COSA PRODURRE
Puoi trascrivere fedelmente una parte del brano sulla legislazione del lavoro, cominciando dalle parole che contengono "2. La legislazione" e fermandoti dopo "la formazione professionale."?

PASSO DEL DOCUMENTO

┌────────

2. La legislazione attuale
In questo contesto è necessario analizzare le recenti leggi
in Italia in materia di lavoro. Per quanto riguarda il cosiddetto Pacchetto
Treu (Legge 24 giugno 1997, n.196 -“Norme in materia di promozione dell’occupazione”)
si ricorda che con questa legge sono introdotti nuovi istituti come il contratto
di lavoro temporaneo, comunemente chiamato interinale, le borse di lavoro, i
tirocini in azienda e sono cambiati altri già esistenti; il part-time, il
contratto di formazione lavoro, il contratto di apprendistato, i Lavori
Socialmente Utili, la formazione professionale.

└────────

DATI MOSTRATI
┌────────

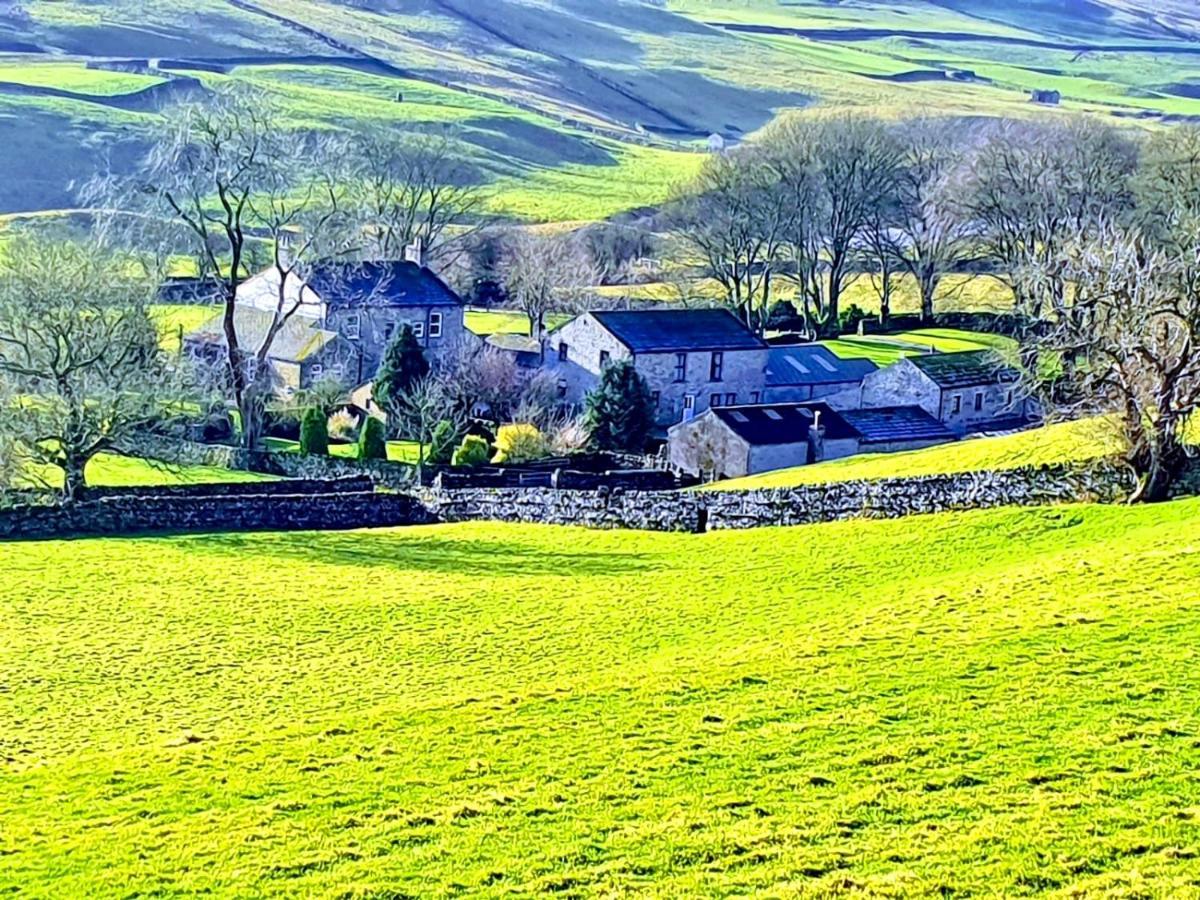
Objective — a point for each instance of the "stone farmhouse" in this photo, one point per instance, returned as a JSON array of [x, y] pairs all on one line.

└────────

RISPOSTA AL COMPITO
2. La legislazione attuale
In questo contesto è necessario analizzare le recenti leggi
in Italia in materia di lavoro. Per quanto riguarda il cosiddetto Pacchetto
Treu (Legge 24 giugno 1997, n.196 -“Norme in materia di promozione dell’occupazione”)
si ricorda che con questa legge sono introdotti nuovi istituti come il contratto
di lavoro temporaneo, comunemente chiamato interinale, le borse di lavoro, i
tirocini in azienda e sono cambiati altri già esistenti; il part-time, il
contratto di formazione lavoro, il contratto di apprendistato, i Lavori
Socialmente Utili, la formazione professionale.